● Task objective:
Transcribe each record word for word. Skip the images.
--- Data extracts Enclosed Below ---
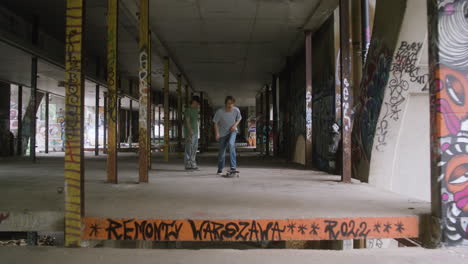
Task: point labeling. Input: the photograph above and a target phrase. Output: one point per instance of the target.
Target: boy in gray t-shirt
(225, 121)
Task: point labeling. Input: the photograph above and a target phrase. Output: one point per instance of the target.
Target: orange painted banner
(250, 230)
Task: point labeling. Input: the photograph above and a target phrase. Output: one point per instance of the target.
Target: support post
(47, 98)
(112, 107)
(274, 91)
(20, 121)
(130, 126)
(365, 29)
(202, 121)
(448, 71)
(166, 109)
(179, 113)
(104, 135)
(159, 124)
(119, 123)
(346, 90)
(32, 145)
(267, 120)
(144, 91)
(187, 96)
(96, 123)
(150, 117)
(308, 147)
(74, 109)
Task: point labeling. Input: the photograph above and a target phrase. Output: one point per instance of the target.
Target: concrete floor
(266, 189)
(117, 256)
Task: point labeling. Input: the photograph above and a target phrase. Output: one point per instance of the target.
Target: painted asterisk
(291, 227)
(377, 227)
(314, 229)
(94, 230)
(400, 227)
(302, 229)
(387, 228)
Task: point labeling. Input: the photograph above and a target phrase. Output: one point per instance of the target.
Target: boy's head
(229, 101)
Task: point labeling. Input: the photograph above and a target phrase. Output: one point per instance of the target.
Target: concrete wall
(376, 74)
(400, 151)
(323, 94)
(292, 109)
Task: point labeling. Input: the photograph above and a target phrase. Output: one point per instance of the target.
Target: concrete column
(166, 109)
(150, 101)
(179, 113)
(130, 125)
(104, 135)
(159, 123)
(5, 119)
(274, 92)
(202, 121)
(47, 123)
(74, 116)
(308, 97)
(19, 147)
(267, 120)
(448, 71)
(32, 145)
(112, 107)
(365, 29)
(356, 46)
(144, 116)
(346, 89)
(96, 123)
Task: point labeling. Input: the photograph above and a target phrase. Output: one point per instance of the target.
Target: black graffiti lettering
(330, 229)
(253, 231)
(264, 233)
(241, 234)
(149, 231)
(197, 232)
(127, 229)
(364, 231)
(171, 230)
(140, 229)
(277, 231)
(230, 230)
(112, 230)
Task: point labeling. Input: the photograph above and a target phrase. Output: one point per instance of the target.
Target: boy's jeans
(191, 147)
(230, 140)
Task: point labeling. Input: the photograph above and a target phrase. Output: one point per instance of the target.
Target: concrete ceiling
(221, 46)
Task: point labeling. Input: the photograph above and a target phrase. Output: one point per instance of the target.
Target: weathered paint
(448, 59)
(96, 122)
(112, 107)
(46, 132)
(250, 230)
(143, 75)
(179, 113)
(346, 90)
(74, 102)
(166, 109)
(32, 126)
(150, 101)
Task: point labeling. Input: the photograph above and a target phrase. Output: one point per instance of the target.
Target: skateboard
(231, 174)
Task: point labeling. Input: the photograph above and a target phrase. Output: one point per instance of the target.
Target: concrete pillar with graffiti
(448, 71)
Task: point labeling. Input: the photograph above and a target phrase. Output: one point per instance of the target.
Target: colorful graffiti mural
(449, 113)
(375, 78)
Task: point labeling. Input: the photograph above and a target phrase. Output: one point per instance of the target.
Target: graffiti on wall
(404, 73)
(249, 230)
(373, 85)
(449, 95)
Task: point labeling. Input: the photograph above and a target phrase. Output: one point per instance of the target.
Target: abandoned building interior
(354, 129)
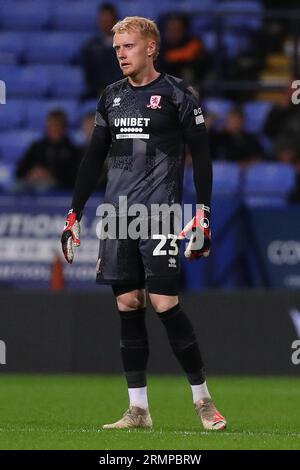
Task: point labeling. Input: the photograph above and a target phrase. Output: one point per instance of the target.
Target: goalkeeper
(142, 125)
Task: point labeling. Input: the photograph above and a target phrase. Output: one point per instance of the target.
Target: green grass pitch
(67, 411)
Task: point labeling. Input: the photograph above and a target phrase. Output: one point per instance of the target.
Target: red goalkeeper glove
(71, 235)
(199, 229)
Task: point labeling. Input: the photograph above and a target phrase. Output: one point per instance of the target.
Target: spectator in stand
(182, 55)
(235, 144)
(283, 127)
(51, 162)
(98, 57)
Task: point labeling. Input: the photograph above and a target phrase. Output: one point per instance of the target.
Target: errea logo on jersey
(117, 101)
(198, 116)
(154, 102)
--- End of Enclosed Data extracts ---
● Solution below:
Task: point labeling. Input: the photograph above and a target phrase. Output: one point per instance of the target.
Target: boy in gray t-shirt
(225, 121)
Task: point labeling. Input: the photograph above and a target phrase. Output: one point per instance of the target.
Target: orange painted banner
(250, 230)
Task: point labeling. Input: the photograph above and a target phrase. Output: one point per instance of the target.
Target: support post
(47, 98)
(112, 107)
(274, 91)
(20, 121)
(130, 126)
(365, 29)
(202, 121)
(448, 71)
(166, 109)
(179, 113)
(104, 135)
(159, 124)
(119, 123)
(346, 90)
(32, 145)
(267, 120)
(144, 91)
(187, 96)
(96, 123)
(150, 117)
(308, 147)
(74, 109)
Task: point labeling. Input: the photograph above and a target phrase. Output: one point per instance of the target.
Target: concrete floor
(266, 189)
(117, 256)
Task: point labeling. Input: the photograph above and a target phrase. Output: one point per instance of the target.
Target: painted asterisk
(291, 227)
(377, 227)
(314, 229)
(94, 230)
(400, 227)
(302, 229)
(387, 228)
Task: point labeling. Input: the photograph above and a target phrase. Output: one point per instance of the target.
Target: boy's head
(229, 101)
Task: point labeling. Input: the photograph above and a target phrase. Output: one point per instance of the target.
Target: concrete wall
(376, 74)
(400, 151)
(323, 94)
(292, 109)
Task: point labeling. Input: the photograph above and a target phrase. Output: one point per instance of the target.
Target: concrete column
(166, 109)
(150, 101)
(179, 113)
(130, 125)
(104, 135)
(159, 123)
(5, 119)
(274, 92)
(202, 121)
(47, 123)
(74, 116)
(308, 97)
(19, 147)
(267, 120)
(448, 71)
(32, 145)
(112, 107)
(365, 29)
(356, 46)
(144, 116)
(346, 89)
(96, 123)
Task: point labeling. Input: the photograph above and a target phrase. Output: one point per instance of the target.
Target: black graffiti lettering
(330, 229)
(253, 231)
(264, 233)
(241, 234)
(149, 231)
(197, 232)
(127, 229)
(364, 231)
(171, 230)
(140, 229)
(277, 231)
(230, 230)
(112, 230)
Task: point labeling. Input: the photograph above and a target phrase. Output: one point per instance of the target.
Target: boy's jeans
(191, 147)
(230, 140)
Task: point labeling. Input: the photograph above and a target phrase. Output: one point per instance of the target.
Target: concrete ceiling
(221, 46)
Task: point labeling. Input: the photograph above and a target phrase. Output: one point per instance of the target.
Target: weathered paint
(448, 59)
(96, 122)
(112, 107)
(46, 132)
(250, 230)
(143, 75)
(179, 113)
(346, 90)
(74, 102)
(166, 109)
(32, 126)
(150, 101)
Task: point labeling. Input: the photograph above and a target phrase. Output: one point per instance of the target.
Target: skateboard
(231, 174)
Task: point labeling. Input: the photograph above and a target phrase. Output: one point per instance of the target.
Target: concrete pillar with graffiti
(448, 71)
Task: point labeling. Input: the photograph above and a target phrase. Output: one point per instance of the target.
Target: colorful graffiti mural
(449, 113)
(375, 78)
Task: point labeling. Input: the photograph above and a target phrase. Output: one point per instance of the target.
Target: graffiti on wall
(404, 73)
(249, 230)
(373, 85)
(449, 95)
Task: point labeling. Input: the photograph above and a target phrase. Output: one point per instance of the target.
Target: abandoned building interior
(354, 129)
Task: point labeling. Input: the photograph above and a target phrase. Output: one point per instance of the target.
Target: goalkeeper
(142, 125)
Task: point labeling. Input: the photograph above and a target phrase. Output: one point per instance of the target.
Target: green grass pitch
(67, 411)
Task: point labeling. Input: the photograph above and a target phrase. Output: one point per instance of the target.
Target: red goalkeeper glove
(71, 235)
(199, 229)
Task: point labeling. Input: the photograph above and a target phrase. Output: one point per instance of the target.
Target: spectator in stand
(182, 55)
(235, 144)
(283, 127)
(51, 162)
(98, 57)
Task: point labeling. Input: the photograph above and a target phrase. Output: one point per instance of the target.
Target: errea logo on jersey
(117, 101)
(198, 116)
(154, 102)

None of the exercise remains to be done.